-- Opening Marker --
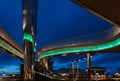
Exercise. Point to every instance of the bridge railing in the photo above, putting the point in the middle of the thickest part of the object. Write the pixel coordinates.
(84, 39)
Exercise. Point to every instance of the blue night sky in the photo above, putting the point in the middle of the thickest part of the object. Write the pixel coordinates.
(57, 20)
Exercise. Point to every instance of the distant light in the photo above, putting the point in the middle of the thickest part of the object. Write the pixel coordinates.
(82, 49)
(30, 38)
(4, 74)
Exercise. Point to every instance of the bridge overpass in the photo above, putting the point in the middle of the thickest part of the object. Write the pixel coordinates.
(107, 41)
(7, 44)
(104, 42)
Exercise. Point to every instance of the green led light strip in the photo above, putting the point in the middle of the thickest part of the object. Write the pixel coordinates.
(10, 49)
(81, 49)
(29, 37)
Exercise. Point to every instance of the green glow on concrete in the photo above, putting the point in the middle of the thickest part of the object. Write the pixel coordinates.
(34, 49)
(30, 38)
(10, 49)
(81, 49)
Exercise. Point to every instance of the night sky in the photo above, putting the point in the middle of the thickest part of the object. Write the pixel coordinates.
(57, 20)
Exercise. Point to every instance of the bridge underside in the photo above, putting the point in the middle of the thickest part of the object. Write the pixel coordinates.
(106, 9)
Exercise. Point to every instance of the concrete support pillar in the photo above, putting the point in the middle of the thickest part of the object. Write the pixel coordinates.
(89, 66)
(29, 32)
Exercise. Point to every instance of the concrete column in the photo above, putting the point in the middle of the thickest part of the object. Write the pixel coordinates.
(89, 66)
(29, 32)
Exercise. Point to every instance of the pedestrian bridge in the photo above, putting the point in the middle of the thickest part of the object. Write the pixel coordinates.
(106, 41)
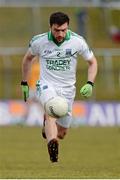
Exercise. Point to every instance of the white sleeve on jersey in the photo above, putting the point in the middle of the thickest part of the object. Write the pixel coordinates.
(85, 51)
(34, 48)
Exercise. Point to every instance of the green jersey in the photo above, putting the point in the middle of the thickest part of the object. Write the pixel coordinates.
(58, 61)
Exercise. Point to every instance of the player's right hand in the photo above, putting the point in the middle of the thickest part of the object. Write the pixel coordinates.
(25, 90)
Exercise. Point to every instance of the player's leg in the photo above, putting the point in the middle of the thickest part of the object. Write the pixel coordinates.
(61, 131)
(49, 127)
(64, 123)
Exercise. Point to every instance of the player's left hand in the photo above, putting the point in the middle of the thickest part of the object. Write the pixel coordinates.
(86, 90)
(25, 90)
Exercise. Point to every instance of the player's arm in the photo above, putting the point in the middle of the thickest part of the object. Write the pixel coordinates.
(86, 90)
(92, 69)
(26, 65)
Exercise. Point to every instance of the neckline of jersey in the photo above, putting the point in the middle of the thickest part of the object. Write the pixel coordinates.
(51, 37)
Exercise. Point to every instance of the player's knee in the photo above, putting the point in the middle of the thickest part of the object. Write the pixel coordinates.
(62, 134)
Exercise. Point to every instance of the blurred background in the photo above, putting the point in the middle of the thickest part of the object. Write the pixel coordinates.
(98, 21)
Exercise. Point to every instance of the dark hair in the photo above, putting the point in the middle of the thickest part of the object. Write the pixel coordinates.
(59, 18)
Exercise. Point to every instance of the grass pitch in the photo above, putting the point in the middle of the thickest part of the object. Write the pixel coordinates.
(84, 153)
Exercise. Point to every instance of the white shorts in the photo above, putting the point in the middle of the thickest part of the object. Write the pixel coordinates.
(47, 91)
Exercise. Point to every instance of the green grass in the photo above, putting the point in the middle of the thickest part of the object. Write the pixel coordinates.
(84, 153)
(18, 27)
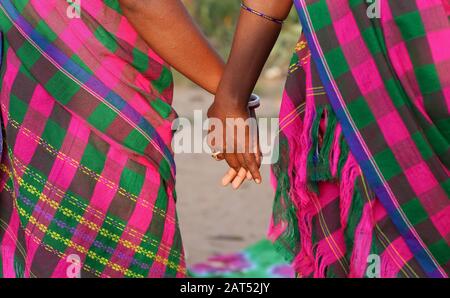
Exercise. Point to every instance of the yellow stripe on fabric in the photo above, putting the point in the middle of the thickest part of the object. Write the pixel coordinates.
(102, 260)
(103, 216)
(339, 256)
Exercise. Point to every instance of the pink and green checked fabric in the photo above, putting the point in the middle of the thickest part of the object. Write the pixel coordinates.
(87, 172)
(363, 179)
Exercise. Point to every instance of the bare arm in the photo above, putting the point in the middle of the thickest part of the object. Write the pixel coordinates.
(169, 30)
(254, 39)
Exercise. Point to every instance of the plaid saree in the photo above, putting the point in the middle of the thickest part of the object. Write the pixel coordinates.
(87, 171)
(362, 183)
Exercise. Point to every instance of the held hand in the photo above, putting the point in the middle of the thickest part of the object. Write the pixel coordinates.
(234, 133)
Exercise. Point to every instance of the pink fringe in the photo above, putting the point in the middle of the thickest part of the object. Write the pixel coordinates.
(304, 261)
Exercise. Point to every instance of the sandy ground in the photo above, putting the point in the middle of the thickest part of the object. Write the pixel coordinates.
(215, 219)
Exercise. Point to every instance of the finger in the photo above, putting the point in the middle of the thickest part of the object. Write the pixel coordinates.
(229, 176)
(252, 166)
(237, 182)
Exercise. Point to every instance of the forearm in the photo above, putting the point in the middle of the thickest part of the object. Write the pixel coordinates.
-- Closing Marker --
Your instructions:
None of the pictures should appear; repeat the records exactly otherwise.

Result of this exercise:
Exercise. Point to every instance of the bridge railing in the photo above, putting the point in the middle of the thickest part of the object. Write the pixel coordinates.
(84, 39)
Exercise. Point to every instance of the blue night sky in the photo above, putting the point in the middle of the thickest part of the object. Write the pixel coordinates.
(57, 20)
Exercise. Point to every instance of the distant light in the photo above, putting the point in the middle of the thickest part of the object. Write the pixel coordinates.
(82, 49)
(30, 38)
(4, 74)
Exercise. Point to every instance of the bridge overpass in the photo above, putting the point in the middle of the thickest part of the object. Write the pixel coordinates.
(107, 41)
(7, 44)
(104, 42)
Exercise. Point to every instance of the green led light strip in the photo above, putting the point in the middle of the thickest part of the object. Write the pixel coordinates.
(10, 49)
(81, 49)
(29, 37)
Exercise. Point to every instance of the green glow on concrete in the photo above, putting the point in the middle of the thickest part of the object. Write the pixel coordinates.
(34, 49)
(30, 38)
(10, 49)
(81, 49)
Exercise. Point to every instance of the night sky in the photo above, putting the point in the middle of the thickest part of the object. Write the pixel coordinates.
(57, 20)
Exercise. Point to every instance of the bridge underside in the photo above, putting the point in the middle of the thickest part of the object. Write the pixel coordinates.
(106, 9)
Exercise. Point to every instance of the concrete support pillar in the photo above, putting the point in the middle of the thickest part of the object. Write the pixel coordinates.
(89, 66)
(29, 32)
Exercise. Point to every instance of the concrete column in the photo above, putting the point in the middle of the thickest part of the object. Write the pixel coordinates.
(89, 66)
(29, 32)
Exercise. Point to every instance of the pedestrian bridge in the photo above, putting the point in the middle of the thickest part of the object. Write the pixel coordinates.
(106, 41)
Exercise. Point to every instance of the white sleeve on jersey in the photo above, putting the point in the middle of the thickest part of the object. Write the pixel coordinates.
(85, 51)
(34, 48)
Exercise. Point to every instance of the green jersey in the photo above, putting the point in the middle of the thickest part of the object. Write the pixel coordinates.
(58, 61)
Exercise. Point to every instance of the player's right hand in the photo above, putting the point in the middle of the thickest part of the object. Write the pixel coordinates.
(25, 90)
Exercise. Point to every instance of the player's leg in the photo above, putting the point in the middle of the thickest part of the object. Write the pixel coordinates.
(61, 131)
(49, 127)
(64, 123)
Exercise. Point to every instance of the player's left hand in the photo above, putting the point in the middle of the thickest part of the object. Write the pixel coordinates.
(86, 90)
(25, 90)
Exercise. Point to every instance of the player's arm in the photo above, putting the point in the middle of the thickest part of the object. Write the pixel coordinates.
(86, 90)
(92, 69)
(26, 65)
Exercise. Point to every instance of the neckline of jersey in the photo above, putting the point in the middle of the thickest part of the object. Write the pixel coordinates.
(51, 37)
Exercise. Point to every instance of the player's knee in the photo above, putting the point in the middle of the thickest part of the object. Write the pixel coordinates.
(62, 134)
Exercise. Point to every instance of the blurred background in the photo above, putting the point in the middle of the thickest part of the object. Write the pixel coordinates.
(98, 21)
Exercise. Point to every instance of the dark hair in the photo above, putting the point in the middle of the thickest part of the object. Write the pixel coordinates.
(59, 18)
Exercise. Point to every instance of the grass pitch in the photo above, putting the point in the middle of the thickest part of the object. Write the pixel coordinates.
(84, 153)
Exercise. Point to every instance of the white shorts in the photo above, putting the point in the middle of the thickest part of the object. Write the pixel coordinates.
(47, 91)
Exercise. Point to every instance of the green grass in the photo above, putting the point in the middle of the thickest part of the object. Write the pixel coordinates.
(84, 153)
(18, 27)
Exercise. Point to every instance of the yellow stripe on fabric in the photo above, putting the point in the middle of the thickest part of the object. Write the pixel coordinates.
(102, 260)
(103, 216)
(339, 256)
Exercise. Point to every instance of the pink and green checked fabric in the photo above, putting the point in the middle of the thickest part of the object. Write the pixel coordinates.
(87, 172)
(363, 179)
Exercise. Point to every instance of the bare arm in the photo above, putting the point in the middle of the thickest part of the object. Write the pixel coordinates.
(169, 30)
(254, 39)
Exercise. Point to every instance of the plaid saree in the photo above, putting the point in the middle of the thickest part of the object. Write the pixel coordinates.
(87, 171)
(362, 183)
Exercise. Point to every instance of the held hand in the photo above, putting the point in the middle of the thickest part of the object. Write the pixel coordinates.
(234, 133)
Exercise. Point to every instance of the pink fringe in the photo above, putting the point in the middle of the thickest part of the object. Write the pixel coordinates.
(304, 261)
Exercise. Point to every instance of the sandy ground in the photo above, putting the point in the middle of the thickest part of the object. Write the pixel coordinates.
(215, 219)
Exercise. Point to every instance of the finger in the photo above, putting the point in the middle of the thickest part of the object. Write the pixel coordinates.
(229, 176)
(252, 166)
(237, 182)
Exercise. Point to every instance of the forearm in the photo above, putting the point in the middle of the thickest part of the object. Write the pixel coordinates.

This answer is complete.